EXERCISE GOAL — Give back, word for word, only the lines from the one containing "the form [264,174]." to the end of the listing below.

SUPPLIED DATA —
○ ○ ○ ○
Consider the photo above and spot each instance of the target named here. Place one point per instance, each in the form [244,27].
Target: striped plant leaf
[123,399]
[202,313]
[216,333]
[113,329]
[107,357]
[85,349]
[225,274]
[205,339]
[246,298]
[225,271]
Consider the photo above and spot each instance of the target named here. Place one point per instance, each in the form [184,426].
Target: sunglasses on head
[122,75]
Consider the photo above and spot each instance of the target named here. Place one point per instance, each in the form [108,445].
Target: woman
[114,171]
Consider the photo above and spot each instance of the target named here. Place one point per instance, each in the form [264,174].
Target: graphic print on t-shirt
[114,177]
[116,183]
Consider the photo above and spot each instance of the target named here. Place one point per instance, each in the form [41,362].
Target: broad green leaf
○ ○ ○ ○
RESPONSE BELOW —
Consider the photo above and spot each instance of the target named here. Place one point per instance, each in the form [264,174].
Target: graphic print on t-shirt
[114,177]
[116,183]
Consider the photo above and spot each instance of the target named here. Place one point per instance, each in the form [41,362].
Target: broad green leaf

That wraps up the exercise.